• [What to produce]: Give the listing below again in full, exactly as written.

• [Input data]:
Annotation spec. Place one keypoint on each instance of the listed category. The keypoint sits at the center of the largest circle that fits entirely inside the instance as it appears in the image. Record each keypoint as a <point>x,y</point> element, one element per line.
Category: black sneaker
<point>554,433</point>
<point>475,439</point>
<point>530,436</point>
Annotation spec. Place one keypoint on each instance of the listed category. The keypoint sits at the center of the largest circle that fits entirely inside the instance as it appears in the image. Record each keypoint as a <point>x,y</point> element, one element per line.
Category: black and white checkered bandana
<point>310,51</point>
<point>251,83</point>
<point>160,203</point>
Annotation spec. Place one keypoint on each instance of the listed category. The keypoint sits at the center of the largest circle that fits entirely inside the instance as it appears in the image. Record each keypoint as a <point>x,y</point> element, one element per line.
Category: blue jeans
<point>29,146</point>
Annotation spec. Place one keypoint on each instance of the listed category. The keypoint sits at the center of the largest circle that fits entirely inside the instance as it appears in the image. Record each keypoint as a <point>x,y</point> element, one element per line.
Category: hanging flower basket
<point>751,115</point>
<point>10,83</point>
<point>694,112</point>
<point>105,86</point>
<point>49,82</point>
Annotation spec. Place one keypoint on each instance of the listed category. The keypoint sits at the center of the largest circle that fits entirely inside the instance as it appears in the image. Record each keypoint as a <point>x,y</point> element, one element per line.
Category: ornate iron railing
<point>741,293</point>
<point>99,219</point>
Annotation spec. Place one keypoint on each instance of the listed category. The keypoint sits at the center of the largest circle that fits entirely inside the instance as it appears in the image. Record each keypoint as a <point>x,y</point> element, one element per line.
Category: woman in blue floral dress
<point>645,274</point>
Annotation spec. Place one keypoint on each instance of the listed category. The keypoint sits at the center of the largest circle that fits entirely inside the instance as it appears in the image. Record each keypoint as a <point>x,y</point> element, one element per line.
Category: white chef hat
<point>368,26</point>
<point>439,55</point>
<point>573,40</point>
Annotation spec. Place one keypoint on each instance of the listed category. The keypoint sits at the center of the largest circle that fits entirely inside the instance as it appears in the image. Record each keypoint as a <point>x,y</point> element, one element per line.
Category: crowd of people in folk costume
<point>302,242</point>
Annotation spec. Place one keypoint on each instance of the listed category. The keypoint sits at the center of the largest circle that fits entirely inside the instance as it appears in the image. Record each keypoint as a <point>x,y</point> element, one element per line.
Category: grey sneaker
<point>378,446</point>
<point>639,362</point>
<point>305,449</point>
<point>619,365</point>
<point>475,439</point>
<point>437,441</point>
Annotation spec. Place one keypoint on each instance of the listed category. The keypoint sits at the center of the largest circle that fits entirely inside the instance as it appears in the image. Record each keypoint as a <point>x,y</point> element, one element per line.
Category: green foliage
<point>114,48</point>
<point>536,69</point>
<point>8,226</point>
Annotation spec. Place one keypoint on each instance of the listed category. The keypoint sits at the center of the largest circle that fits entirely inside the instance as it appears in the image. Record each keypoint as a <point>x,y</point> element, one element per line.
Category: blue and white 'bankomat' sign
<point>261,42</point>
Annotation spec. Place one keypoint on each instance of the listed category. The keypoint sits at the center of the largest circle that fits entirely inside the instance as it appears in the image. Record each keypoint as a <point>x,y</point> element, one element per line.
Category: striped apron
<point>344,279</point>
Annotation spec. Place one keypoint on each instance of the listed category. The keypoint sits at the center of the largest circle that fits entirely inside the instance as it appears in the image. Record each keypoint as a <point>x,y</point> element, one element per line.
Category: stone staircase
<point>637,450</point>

• [Response]:
Annotation spec. Place one keypoint on each instance of the listed category. The keypoint sits at the center of the largest circle that fits entirely inside the instance as it appears in the image. Record each keypoint as a <point>x,y</point> element, one element per line.
Category: black sneaker
<point>554,433</point>
<point>475,439</point>
<point>530,436</point>
Annotation spec. Place one keypoint on each instance of the listed category. The keypoint sits at the center of the largest circle that fits entirely inside the instance as it appears in the image. Record each keypoint as a <point>x,y</point> element, one element per line.
Category: black and white checkered bandana
<point>310,51</point>
<point>251,83</point>
<point>160,203</point>
Annotation spec. Place one keypoint on each instance of the listed category. The keypoint sits at the center of the largest circle that fits entirely inside the instance as it appears in the image. Record each keypoint as a <point>x,y</point> element, one element per line.
Category: blue jeans
<point>29,146</point>
Annotation spec. Place one keypoint on each instance of the listed category. The keypoint sits at the center of the largest circle that fits entirely inside the instance as it appears in the image. Record each keypoint as a <point>x,y</point> element, one element per line.
Category: hanging flower basket
<point>751,115</point>
<point>10,83</point>
<point>694,112</point>
<point>105,86</point>
<point>49,82</point>
Annotation spec. Place one keypoint on each instance of the listed category. The keypoint sits at the center of the largest circle that fits entirely inside the instance as it appears in the image. Record each keypoint as a <point>x,y</point> element, one element per line.
Category: ornate iron railing
<point>741,293</point>
<point>99,219</point>
Annotation spec. Place one keypoint on each instance of the listed category. The keypoint sits at the center of the largest circle that fits entirely inside the instance as it appears in the image. Record each keypoint as a <point>x,y</point> element, one element per line.
Category: woman in blue floral dress
<point>645,274</point>
Annotation spec. Place one keypoint on each instance of the listed category. The keypoint sits at the center of the largest circle that fits entirely inside the instance as it appears in the image. Record each keypoint as a <point>x,y</point> element, one element per line.
Category: white chef hat
<point>368,26</point>
<point>439,55</point>
<point>573,40</point>
Annotation spec. Place one keypoint on each instance of the listed category. The keypoint sits at the center of the largest circle that fits entirely inside the instance as it appears in the image. Record each keypoint as a <point>x,y</point> element, one element per line.
Category: crowd of people in folk costume
<point>302,242</point>
Annotation spec. Place one keypoint on each instance of the listed category. The keypoint sits at the center of the largest circle that fits entirely inside the instance as it appears in the image. Record each keypoint as a <point>x,y</point> element, one element per line.
Category: grey sneaker
<point>378,446</point>
<point>639,362</point>
<point>305,449</point>
<point>619,365</point>
<point>475,439</point>
<point>437,441</point>
Annotation spec. Place one keypoint on each instance of the listed category. The keypoint sits at the center of the largest circle that fits entirely inside the instance as it appears in the image. Record each keypoint as a <point>x,y</point> element, one element per line.
Category: green foliage
<point>114,48</point>
<point>536,69</point>
<point>8,226</point>
Annotation spec. Place one keypoint on each instance of the listed category. The keypoint sits at the center of the largest circle that fits entirely inside the instance as it appears in the image. Record each keypoint as a <point>x,y</point> element, one element per line.
Category: blue and white 'bankomat' sign
<point>261,42</point>
Annotation spec. Place one keypoint on each instance of the listed category. The keypoint sits at the center of the largest circle that fits entirely inside the instance as it appears in the image. Record each keypoint as a <point>x,y</point> element, one element per line.
Category: striped apron
<point>344,279</point>
Annotation spec. Place one keypoint on each instance of the listed category. The keypoint sits at the center of the largest circle that fits entirely inside the instance as it appears in the image. Record each keypoint as a <point>x,y</point> element, one element per line.
Category: stone staircase
<point>637,450</point>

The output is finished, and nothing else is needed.